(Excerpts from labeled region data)
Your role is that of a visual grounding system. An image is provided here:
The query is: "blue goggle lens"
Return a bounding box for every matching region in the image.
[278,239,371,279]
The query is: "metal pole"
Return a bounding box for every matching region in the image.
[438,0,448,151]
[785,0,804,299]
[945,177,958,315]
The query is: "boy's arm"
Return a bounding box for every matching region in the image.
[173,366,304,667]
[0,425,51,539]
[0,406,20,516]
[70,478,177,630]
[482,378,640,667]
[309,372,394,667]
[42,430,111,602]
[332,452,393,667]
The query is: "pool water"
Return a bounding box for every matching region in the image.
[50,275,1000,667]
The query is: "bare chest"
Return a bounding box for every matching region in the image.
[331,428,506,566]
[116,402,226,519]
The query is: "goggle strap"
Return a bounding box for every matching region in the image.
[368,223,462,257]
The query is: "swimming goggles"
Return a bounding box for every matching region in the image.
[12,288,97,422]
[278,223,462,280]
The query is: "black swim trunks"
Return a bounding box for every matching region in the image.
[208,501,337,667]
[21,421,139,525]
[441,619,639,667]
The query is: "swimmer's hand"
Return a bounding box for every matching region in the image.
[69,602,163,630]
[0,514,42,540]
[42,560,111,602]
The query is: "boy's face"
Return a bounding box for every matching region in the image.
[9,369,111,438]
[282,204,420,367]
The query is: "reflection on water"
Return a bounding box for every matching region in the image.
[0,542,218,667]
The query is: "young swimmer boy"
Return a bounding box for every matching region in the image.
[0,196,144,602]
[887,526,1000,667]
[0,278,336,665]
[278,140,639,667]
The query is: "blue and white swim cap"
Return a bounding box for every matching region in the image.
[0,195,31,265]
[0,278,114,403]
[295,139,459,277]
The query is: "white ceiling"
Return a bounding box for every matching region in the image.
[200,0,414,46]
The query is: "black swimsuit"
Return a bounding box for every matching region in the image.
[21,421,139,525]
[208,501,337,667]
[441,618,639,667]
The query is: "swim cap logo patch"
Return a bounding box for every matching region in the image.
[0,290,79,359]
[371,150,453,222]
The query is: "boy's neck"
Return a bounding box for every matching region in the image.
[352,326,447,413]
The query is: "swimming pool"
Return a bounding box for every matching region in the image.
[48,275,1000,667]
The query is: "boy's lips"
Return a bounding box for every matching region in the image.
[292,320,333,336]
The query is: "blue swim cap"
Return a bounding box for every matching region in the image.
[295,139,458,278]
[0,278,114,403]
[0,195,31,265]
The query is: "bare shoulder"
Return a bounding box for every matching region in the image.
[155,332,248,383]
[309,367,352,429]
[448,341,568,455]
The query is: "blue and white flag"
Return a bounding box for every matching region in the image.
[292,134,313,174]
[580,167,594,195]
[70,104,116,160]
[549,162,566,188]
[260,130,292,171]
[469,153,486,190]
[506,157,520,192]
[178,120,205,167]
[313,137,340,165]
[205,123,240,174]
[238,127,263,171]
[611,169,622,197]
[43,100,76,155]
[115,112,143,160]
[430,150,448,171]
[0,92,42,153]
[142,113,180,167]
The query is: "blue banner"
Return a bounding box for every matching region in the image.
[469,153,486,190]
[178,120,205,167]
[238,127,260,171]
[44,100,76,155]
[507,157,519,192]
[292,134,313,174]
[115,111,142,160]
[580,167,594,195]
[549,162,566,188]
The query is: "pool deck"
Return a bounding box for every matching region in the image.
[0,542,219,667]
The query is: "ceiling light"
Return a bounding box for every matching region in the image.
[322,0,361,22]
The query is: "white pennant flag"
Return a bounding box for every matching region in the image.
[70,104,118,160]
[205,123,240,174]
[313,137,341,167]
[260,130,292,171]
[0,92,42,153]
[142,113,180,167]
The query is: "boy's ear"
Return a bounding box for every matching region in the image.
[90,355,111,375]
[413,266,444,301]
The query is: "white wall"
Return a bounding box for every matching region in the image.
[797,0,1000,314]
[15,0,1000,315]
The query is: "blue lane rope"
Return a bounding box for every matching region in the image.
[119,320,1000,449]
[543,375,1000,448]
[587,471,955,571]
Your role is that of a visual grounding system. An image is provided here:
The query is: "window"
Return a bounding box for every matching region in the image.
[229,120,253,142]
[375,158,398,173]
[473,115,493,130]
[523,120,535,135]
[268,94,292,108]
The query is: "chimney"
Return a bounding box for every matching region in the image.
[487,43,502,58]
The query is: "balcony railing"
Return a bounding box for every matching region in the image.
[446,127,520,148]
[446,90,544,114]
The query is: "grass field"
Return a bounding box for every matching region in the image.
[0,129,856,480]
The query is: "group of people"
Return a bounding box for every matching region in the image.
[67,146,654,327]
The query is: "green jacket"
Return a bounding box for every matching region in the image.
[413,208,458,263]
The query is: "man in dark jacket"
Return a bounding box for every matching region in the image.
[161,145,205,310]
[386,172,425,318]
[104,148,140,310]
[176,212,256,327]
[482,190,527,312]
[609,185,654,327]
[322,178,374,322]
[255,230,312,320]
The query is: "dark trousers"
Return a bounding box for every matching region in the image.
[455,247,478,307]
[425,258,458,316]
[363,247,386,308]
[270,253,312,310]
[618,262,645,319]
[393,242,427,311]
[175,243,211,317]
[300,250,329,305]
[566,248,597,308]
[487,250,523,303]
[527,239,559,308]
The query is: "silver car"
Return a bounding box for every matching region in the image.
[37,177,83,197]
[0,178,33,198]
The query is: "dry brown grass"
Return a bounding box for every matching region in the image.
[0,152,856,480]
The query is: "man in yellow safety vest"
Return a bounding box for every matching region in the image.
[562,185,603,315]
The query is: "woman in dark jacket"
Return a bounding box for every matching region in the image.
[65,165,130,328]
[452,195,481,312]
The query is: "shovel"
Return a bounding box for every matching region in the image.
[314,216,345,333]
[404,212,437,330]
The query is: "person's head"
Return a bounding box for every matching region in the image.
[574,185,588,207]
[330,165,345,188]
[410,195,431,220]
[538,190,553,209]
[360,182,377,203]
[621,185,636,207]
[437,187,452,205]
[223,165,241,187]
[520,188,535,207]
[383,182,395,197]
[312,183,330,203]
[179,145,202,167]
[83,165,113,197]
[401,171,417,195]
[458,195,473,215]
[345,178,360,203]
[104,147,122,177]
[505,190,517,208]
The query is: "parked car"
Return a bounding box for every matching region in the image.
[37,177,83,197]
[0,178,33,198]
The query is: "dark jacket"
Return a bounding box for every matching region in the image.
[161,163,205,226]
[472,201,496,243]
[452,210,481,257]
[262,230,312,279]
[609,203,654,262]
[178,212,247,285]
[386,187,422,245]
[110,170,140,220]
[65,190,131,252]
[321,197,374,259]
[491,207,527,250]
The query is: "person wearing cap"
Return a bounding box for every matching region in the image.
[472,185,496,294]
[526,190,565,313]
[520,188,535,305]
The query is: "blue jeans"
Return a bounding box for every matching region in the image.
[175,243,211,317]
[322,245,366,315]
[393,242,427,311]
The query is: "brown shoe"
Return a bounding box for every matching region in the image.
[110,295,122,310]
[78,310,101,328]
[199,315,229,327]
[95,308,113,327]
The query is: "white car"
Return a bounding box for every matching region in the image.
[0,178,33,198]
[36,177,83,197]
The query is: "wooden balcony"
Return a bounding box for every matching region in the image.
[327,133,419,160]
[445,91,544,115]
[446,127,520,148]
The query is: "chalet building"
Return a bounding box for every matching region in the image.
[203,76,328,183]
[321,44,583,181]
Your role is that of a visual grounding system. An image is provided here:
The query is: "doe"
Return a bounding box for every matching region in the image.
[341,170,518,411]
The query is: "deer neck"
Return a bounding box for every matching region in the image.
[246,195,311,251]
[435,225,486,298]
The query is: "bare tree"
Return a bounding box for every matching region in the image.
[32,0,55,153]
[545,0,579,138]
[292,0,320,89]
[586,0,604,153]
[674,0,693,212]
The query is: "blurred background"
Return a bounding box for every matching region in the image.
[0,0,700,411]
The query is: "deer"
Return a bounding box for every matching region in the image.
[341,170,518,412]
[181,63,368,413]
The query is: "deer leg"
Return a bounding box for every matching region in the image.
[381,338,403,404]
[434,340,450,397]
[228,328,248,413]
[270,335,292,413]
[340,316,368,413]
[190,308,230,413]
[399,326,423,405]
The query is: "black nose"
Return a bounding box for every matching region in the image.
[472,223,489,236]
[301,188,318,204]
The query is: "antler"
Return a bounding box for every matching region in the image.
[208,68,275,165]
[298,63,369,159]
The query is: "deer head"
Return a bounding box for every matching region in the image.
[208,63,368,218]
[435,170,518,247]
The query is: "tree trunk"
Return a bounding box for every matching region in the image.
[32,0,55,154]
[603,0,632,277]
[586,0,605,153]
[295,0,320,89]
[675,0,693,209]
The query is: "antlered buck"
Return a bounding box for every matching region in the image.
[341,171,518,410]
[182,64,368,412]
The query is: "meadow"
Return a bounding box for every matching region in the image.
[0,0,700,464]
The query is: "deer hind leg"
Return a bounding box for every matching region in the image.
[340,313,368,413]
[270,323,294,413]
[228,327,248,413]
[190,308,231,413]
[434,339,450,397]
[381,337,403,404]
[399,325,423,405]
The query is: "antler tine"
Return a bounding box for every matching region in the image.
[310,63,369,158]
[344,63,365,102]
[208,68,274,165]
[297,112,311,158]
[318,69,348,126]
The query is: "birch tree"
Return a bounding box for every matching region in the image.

REQUIRED TASK.
Count the lines in the records that contain the word "balcony". Reply with the number only.

WRITTEN SOLUTION.
2